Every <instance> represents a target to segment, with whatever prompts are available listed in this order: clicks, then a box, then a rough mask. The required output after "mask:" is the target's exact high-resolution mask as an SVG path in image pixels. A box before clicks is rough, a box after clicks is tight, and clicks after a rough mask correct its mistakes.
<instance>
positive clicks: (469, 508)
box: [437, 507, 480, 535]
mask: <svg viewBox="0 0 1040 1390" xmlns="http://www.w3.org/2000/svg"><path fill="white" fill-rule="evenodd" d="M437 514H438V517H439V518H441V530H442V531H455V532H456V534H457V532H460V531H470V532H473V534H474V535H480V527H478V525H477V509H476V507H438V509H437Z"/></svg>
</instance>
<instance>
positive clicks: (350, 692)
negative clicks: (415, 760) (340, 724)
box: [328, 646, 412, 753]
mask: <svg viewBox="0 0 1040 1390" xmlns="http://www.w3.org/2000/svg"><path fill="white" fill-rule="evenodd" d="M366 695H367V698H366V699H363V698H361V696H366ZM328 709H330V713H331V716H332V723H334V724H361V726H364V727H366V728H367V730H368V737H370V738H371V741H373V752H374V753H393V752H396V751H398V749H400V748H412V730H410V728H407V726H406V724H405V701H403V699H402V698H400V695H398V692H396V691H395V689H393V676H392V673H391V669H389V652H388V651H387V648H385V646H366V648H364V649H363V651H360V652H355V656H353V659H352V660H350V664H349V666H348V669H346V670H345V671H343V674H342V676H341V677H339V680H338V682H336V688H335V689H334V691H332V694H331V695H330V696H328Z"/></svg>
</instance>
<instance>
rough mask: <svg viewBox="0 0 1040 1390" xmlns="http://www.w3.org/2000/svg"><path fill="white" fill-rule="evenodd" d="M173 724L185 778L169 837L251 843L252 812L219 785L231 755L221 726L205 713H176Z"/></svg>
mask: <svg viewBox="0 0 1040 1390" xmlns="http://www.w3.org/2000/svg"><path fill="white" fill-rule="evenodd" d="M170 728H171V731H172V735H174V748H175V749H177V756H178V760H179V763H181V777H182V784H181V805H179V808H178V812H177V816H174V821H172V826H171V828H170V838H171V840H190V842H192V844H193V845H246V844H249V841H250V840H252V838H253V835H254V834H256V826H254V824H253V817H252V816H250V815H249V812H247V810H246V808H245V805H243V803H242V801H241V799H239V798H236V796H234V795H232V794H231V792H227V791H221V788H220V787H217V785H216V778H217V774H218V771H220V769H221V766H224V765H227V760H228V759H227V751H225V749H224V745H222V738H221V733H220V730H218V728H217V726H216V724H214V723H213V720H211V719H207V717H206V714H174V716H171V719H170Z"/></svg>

> EXERCISE INSTRUCTIONS
Reproduce each of the records word for word.

> WRITTEN SOLUTION
Every <instance> represents a target to segment, with whatever prompts are available listed in this order: clicks, then a box, then a rough mask. The required output after "mask:" is the target's exact high-resolution mask as an SVG path in image pixels. A box before clicks is rough, a box after clicks is tight, and clicks after a rough mask correct its mistakes.
<instance>
positive clicks: (469, 508)
box: [437, 507, 480, 535]
mask: <svg viewBox="0 0 1040 1390" xmlns="http://www.w3.org/2000/svg"><path fill="white" fill-rule="evenodd" d="M437 514H438V517H439V518H441V530H442V531H455V532H456V534H457V532H460V531H470V532H473V534H474V535H480V527H478V525H477V509H476V507H438V509H437Z"/></svg>
</instance>
<instance>
positive clicks: (350, 692)
negative clicks: (415, 760) (340, 724)
box: [328, 646, 412, 753]
mask: <svg viewBox="0 0 1040 1390" xmlns="http://www.w3.org/2000/svg"><path fill="white" fill-rule="evenodd" d="M366 695H367V698H366V699H363V698H361V696H366ZM328 709H330V713H331V716H332V723H334V724H361V726H364V727H366V728H367V730H368V737H370V738H371V741H373V752H374V753H393V752H396V751H398V749H400V748H412V730H410V728H407V726H406V724H405V701H403V699H402V698H400V695H398V692H396V691H395V689H393V676H392V673H391V669H389V652H388V651H387V648H385V646H366V648H364V649H363V651H360V652H355V656H353V659H352V660H350V664H349V666H348V669H346V670H345V671H343V674H342V676H341V677H339V680H338V682H336V688H335V689H334V691H332V694H331V695H330V696H328Z"/></svg>
</instance>
<instance>
rough mask: <svg viewBox="0 0 1040 1390" xmlns="http://www.w3.org/2000/svg"><path fill="white" fill-rule="evenodd" d="M173 724L185 778L169 837L251 843L252 812L219 785L231 755L221 726L205 713H176Z"/></svg>
mask: <svg viewBox="0 0 1040 1390" xmlns="http://www.w3.org/2000/svg"><path fill="white" fill-rule="evenodd" d="M170 728H171V731H172V735H174V748H175V749H177V756H178V760H179V763H181V777H182V784H181V805H179V808H178V812H177V816H174V821H172V826H171V828H170V838H171V840H190V842H192V844H193V845H246V844H249V841H250V840H252V838H253V835H254V834H256V826H254V824H253V817H252V816H250V815H249V812H247V810H246V808H245V805H243V803H242V801H241V799H239V798H236V796H234V795H232V794H231V792H227V791H221V788H220V787H217V785H216V778H217V774H218V771H220V769H221V766H224V765H227V760H228V759H227V751H225V749H224V745H222V738H221V733H220V730H218V728H217V726H216V724H214V723H213V720H211V719H207V717H206V714H174V716H171V719H170Z"/></svg>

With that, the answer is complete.